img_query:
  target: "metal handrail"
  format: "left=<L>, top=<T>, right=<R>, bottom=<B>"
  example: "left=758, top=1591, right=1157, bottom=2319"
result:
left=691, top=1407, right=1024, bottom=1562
──────
**Task:** Every record above has to appear again, word for word.

**Task solution:**
img_query:
  target: "metal handrail"
  format: "left=<L>, top=<T>, right=<R>, bottom=<B>"
  example: "left=758, top=1591, right=1157, bottom=2319"
result:
left=691, top=1407, right=1024, bottom=1562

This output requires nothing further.